**DATA SECTION:**

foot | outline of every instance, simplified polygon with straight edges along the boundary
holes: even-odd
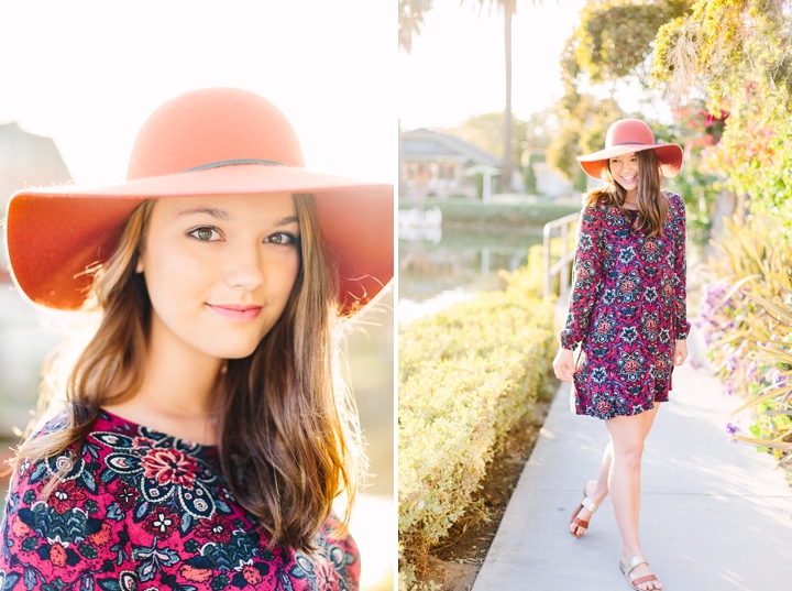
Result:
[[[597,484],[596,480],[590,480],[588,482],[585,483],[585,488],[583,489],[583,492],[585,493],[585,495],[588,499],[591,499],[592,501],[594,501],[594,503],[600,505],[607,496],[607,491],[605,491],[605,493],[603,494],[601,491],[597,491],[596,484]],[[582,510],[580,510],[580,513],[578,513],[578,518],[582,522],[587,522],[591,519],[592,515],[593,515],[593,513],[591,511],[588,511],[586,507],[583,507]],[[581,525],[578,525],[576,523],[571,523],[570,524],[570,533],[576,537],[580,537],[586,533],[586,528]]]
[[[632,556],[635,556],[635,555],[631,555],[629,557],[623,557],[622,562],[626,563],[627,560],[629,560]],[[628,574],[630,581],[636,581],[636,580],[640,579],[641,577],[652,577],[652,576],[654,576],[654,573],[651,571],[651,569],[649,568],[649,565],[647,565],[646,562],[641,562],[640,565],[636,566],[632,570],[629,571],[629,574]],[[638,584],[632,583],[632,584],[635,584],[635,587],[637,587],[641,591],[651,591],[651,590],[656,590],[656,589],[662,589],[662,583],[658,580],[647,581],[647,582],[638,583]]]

* * *

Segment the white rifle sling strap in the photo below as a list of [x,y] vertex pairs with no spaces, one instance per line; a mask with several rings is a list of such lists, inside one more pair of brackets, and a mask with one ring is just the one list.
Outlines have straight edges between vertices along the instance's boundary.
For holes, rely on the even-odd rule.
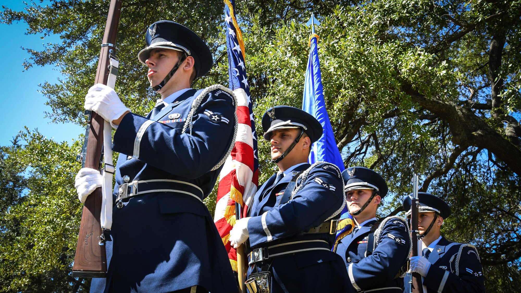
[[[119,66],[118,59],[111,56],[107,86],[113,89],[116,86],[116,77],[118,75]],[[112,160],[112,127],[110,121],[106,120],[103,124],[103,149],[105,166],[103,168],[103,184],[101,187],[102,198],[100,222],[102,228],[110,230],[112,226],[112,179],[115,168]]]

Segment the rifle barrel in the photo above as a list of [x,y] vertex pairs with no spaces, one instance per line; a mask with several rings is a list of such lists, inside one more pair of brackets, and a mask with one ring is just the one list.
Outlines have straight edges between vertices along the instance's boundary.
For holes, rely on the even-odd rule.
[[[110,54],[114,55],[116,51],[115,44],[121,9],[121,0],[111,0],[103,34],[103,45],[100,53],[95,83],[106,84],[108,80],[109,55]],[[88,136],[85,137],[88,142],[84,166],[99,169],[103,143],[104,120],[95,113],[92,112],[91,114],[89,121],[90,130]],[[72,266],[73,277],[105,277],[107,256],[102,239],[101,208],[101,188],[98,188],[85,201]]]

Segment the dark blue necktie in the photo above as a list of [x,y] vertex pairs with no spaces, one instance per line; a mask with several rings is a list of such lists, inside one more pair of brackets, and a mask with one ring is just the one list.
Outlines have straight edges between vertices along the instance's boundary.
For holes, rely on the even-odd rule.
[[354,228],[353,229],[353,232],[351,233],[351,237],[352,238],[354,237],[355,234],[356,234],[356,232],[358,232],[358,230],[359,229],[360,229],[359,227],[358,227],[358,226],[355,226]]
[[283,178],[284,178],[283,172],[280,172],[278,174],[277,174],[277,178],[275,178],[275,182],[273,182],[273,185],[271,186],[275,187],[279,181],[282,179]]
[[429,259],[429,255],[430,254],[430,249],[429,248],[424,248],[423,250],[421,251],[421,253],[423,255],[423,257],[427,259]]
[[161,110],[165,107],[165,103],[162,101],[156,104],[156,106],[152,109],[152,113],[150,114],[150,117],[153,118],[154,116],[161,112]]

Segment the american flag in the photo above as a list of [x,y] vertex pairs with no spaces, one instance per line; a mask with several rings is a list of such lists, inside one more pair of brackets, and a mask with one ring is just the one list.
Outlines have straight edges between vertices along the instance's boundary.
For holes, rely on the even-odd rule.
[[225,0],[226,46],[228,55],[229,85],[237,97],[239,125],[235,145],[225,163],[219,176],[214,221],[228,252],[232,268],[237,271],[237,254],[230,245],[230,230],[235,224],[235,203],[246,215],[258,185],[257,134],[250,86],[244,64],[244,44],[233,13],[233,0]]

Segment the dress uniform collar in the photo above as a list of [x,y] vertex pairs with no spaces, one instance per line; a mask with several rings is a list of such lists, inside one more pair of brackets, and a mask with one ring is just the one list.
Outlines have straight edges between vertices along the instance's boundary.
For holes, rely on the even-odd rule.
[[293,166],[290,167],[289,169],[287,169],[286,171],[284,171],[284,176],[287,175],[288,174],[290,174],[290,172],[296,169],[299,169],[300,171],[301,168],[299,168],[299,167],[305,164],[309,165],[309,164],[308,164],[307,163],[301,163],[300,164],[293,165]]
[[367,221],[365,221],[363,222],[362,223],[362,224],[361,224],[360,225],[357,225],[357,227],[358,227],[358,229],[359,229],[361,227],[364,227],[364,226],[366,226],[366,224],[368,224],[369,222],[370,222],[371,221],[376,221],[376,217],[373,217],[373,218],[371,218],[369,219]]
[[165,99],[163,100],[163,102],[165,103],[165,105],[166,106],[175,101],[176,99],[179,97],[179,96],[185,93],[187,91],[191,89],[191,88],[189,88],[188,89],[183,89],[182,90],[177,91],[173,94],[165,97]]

**TASK DESCRIPTION:** Please copy each line of the records above that contains the string "rifle", matching case exactly.

**RIGHT ANSWER:**
Segment the white rifle sling strap in the photo below as a list of [x,y] vertex pairs with no spaces, one instance per line; a mask with several rings is a list of such lists, inside one more pair of brackets, and a mask with one ring is just the one list.
Segment the rifle barrel in the photo above as a list of [x,y] vertex pairs with no spaces, one instance per line; a mask with several rings is a list of such lists, inside one more pair of brackets, and a mask with one ring is just the one list.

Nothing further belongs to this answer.